>> BEGIN Supplied text

Hippocrates of Athens (, Hippokrátēs; c. 459 – 424 BC), the son of Ariphron, was a strategos of the Athenians in 424 BC, serving alongside Demosthenes.

In the summer of 424, Hippocrates and Demosthenes set out from Athens to seize the long walls of Megara (which connected the city with its port Nisaea).  The Spartan garrison at Nisaea surrendered, but the Athenians were unable to capture Megara itself,  and were compelled to withdraw when the Spartan general Brasidas arrived to relieve the Megarans.  Hippocrates then commanded an Athenian force which invaded Boeotia.  Hippocrates was given command of the land force that was to take Delium and he succeeded in doing so and fortifying a garrison there.  When Hippocrates learned that the Boeotian army was approaching, Hippocrates began to retreat to Athens; he was unable to do so, and was defeated at the Battle of Delium by the Boeotian army under Pagondas.  Hippocrates died near the beginning of the battle and nearly a thousand Athenians were slain alongside him.  Only nightfall prevented further losses.  After a siege of seventeen days, Delium fell to the Boeotians and at that point the bodies of Hippocrates and the other Athenian dead were returned to the Athenians.

>> END Supplied text
>> BEGIN Data supplied

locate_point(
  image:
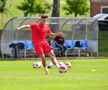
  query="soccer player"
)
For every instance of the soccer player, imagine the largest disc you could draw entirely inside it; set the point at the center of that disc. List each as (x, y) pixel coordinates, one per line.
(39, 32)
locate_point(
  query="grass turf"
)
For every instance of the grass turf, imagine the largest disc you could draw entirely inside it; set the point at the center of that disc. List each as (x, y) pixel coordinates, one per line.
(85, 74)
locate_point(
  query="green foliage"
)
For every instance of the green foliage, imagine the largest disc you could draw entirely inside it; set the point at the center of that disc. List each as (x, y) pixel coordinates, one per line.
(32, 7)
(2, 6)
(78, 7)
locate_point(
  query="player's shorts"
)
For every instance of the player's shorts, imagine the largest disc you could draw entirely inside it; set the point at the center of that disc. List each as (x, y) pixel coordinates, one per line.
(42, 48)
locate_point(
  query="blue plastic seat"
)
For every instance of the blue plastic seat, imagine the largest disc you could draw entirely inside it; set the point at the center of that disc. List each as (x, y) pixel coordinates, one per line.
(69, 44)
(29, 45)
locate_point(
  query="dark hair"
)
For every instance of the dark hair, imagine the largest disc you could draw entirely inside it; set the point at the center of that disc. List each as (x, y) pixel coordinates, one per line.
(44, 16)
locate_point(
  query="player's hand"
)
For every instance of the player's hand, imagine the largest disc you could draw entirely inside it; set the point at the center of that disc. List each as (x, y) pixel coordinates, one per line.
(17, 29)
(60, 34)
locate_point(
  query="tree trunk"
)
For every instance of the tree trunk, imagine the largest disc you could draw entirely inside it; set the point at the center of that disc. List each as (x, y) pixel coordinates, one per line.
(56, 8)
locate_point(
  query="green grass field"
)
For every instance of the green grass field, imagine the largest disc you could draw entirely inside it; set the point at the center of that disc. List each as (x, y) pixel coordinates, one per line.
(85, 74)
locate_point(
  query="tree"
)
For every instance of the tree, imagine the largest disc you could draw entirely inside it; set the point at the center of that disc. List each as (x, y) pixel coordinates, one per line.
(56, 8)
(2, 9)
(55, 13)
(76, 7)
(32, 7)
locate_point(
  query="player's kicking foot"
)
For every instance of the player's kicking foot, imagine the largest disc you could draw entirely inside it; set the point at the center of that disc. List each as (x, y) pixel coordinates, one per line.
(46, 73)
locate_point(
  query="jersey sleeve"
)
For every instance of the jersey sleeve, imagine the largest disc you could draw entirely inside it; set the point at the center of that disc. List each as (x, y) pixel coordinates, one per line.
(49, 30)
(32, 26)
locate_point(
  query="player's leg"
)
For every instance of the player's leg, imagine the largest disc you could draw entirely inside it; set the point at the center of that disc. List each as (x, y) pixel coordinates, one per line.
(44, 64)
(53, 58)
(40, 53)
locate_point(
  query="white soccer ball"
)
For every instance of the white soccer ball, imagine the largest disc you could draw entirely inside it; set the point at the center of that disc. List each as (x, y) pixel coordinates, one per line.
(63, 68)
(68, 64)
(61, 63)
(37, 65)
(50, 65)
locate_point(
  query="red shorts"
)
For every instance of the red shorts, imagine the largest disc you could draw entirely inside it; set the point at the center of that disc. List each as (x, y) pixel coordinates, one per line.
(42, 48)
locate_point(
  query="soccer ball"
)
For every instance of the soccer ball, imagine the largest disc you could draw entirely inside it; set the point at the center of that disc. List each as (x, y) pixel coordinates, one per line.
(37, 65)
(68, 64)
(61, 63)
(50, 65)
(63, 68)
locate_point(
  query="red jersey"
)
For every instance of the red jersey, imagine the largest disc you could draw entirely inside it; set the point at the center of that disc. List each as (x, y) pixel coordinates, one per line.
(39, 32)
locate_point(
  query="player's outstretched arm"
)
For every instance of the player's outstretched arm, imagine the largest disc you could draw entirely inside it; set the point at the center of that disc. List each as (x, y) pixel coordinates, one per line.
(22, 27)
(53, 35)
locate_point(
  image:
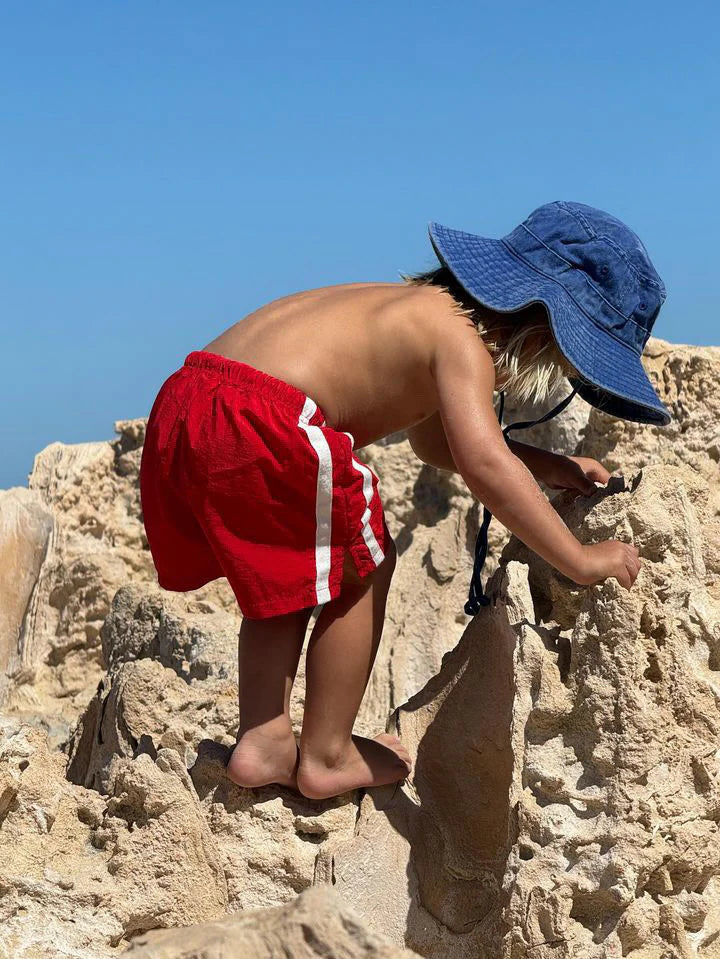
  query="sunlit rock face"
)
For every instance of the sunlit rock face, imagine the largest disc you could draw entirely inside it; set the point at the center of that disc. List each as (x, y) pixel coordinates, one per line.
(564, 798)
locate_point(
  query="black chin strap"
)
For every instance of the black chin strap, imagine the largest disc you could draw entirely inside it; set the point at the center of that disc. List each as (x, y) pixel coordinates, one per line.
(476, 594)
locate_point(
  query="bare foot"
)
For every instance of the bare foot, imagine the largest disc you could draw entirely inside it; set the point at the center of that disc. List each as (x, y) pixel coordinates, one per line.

>> END Data supplied

* [To do]:
(a) According to the passage about Hippocrates of Athens, who led the Boeotian army that defeated him at the Battle of Delium?
(b) Retype the part of the passage about Hippocrates of Athens starting with "Hippocrates of Athens" and going on through "serving alongside Demosthenes.".
The lines here have no connection to the passage about Hippocrates of Athens.

* [Task results]:
(a) Pagondas led the Boeotian army.

(b)
Hippocrates of Athens (, Hippokrátēs; c. 459 – 424 BC), the son of Ariphron, was a strategos of the Athenians in 424 BC, serving alongside Demosthenes.